## [Stored records]
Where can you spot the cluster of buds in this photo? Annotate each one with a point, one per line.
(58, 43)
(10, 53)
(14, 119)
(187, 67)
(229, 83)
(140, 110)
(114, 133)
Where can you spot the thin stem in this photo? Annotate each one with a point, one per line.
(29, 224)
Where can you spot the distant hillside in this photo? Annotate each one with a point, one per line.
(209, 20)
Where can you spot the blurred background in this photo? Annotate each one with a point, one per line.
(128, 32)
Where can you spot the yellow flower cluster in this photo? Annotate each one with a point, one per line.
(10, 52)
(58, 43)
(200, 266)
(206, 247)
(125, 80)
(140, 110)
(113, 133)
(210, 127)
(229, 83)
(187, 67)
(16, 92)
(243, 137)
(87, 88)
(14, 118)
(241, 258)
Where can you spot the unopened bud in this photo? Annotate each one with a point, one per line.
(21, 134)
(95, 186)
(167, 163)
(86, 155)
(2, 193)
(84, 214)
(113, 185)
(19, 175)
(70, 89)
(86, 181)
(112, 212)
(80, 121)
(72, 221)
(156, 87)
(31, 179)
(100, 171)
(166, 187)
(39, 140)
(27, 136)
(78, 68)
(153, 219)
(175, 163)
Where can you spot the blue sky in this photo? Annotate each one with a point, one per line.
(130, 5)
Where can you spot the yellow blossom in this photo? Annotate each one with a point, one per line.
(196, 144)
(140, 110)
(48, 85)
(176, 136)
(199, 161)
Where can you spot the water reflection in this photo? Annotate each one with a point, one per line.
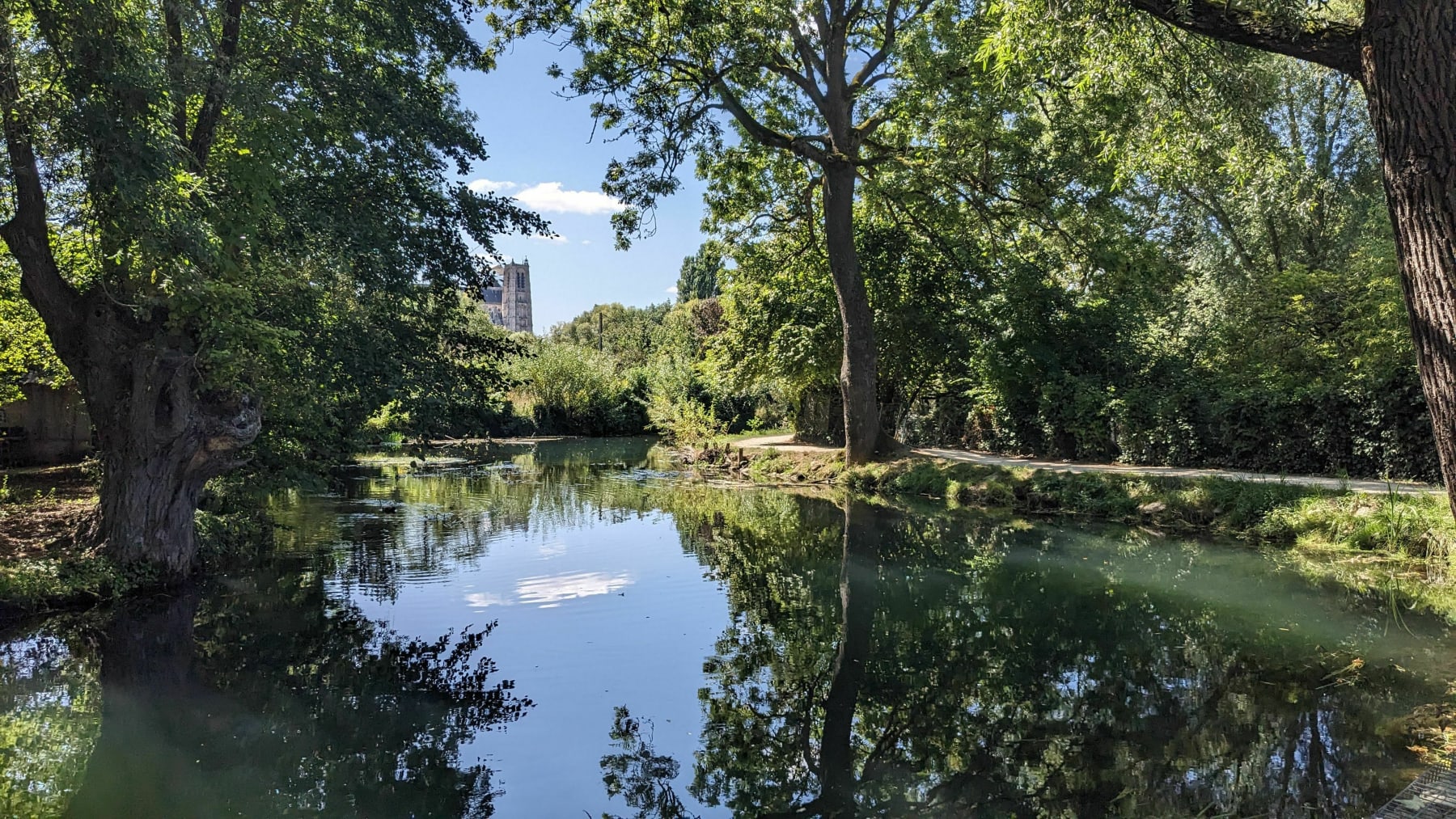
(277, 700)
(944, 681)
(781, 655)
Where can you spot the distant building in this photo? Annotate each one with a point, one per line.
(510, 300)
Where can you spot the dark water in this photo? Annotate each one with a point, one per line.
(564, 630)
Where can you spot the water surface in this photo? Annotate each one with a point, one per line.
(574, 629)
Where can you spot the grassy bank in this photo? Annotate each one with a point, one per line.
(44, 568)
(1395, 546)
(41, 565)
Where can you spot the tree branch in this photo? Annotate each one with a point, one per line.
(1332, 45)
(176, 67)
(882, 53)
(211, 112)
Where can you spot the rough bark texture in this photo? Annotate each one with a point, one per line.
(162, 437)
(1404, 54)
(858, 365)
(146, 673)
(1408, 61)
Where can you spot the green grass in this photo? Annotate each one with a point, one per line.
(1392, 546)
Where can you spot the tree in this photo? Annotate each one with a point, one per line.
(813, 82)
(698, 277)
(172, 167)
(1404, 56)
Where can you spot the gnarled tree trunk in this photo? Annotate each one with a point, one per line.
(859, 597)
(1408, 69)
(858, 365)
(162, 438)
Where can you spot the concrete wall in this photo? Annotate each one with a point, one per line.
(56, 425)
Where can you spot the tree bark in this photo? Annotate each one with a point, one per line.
...
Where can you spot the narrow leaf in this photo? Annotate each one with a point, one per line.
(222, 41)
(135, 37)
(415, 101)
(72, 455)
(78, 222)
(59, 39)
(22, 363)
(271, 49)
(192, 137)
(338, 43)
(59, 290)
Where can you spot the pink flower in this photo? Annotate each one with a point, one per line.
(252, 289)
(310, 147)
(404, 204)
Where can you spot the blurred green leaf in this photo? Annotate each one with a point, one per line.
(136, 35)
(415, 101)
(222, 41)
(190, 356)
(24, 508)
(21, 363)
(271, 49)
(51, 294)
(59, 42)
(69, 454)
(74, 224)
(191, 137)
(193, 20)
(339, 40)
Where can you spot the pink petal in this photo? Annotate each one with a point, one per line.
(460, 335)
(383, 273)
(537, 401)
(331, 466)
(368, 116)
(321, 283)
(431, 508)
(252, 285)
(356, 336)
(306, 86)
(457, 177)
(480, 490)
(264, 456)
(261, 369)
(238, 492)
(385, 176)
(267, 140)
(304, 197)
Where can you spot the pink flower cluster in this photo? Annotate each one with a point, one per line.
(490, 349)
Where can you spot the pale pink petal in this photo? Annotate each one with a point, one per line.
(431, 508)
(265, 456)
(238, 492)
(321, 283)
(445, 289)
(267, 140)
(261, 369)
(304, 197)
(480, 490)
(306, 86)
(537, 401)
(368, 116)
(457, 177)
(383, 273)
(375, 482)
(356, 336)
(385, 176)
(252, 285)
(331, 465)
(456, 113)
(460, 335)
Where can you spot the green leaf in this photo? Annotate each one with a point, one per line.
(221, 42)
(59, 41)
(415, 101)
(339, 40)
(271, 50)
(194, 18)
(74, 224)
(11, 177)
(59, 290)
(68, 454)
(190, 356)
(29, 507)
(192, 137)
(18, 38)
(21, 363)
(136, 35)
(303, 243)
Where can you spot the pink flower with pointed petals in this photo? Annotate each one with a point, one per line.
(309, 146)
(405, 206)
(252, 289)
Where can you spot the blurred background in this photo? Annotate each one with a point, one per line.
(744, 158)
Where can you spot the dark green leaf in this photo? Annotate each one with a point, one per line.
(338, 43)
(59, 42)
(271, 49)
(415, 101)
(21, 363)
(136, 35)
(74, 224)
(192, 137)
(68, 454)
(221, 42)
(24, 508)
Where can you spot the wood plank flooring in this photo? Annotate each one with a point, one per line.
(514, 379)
==
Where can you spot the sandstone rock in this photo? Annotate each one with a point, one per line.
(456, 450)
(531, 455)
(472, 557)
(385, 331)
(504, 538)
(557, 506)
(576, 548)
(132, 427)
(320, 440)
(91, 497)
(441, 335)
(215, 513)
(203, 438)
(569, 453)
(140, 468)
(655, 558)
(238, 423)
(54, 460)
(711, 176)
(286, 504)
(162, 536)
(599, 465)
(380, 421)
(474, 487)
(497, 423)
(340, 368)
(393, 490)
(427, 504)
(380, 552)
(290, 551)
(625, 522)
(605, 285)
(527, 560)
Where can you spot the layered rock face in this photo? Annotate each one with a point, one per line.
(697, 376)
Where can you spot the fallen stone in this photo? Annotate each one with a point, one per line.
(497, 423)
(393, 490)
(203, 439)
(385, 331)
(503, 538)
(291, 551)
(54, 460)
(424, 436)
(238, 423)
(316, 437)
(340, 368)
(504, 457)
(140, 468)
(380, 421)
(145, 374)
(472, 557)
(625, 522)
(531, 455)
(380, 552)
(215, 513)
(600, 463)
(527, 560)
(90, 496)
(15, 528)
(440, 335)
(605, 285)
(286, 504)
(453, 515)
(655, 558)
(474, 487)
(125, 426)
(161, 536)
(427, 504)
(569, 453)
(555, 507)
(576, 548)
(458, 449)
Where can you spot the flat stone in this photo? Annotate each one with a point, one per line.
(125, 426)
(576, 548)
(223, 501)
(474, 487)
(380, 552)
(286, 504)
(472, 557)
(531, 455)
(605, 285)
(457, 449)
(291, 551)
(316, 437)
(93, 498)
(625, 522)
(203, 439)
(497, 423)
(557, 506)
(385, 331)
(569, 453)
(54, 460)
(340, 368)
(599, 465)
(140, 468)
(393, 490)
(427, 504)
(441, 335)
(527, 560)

## [Stated problem]
Return every line of the entries above that contains the word "tree", copied in full.

## [Written answer]
Where can you spot the tree branch in this photo? Annotate each one with a point, one per line.
Where can you spot the tree in this photo? Annotate each one with a point, one per line.
Where can you spot the gnarled tree trunk in this photo? Annotate each one with a point, one per line.
Where can you spot the tree bark in this photo? Annotate each one with a point, one per line.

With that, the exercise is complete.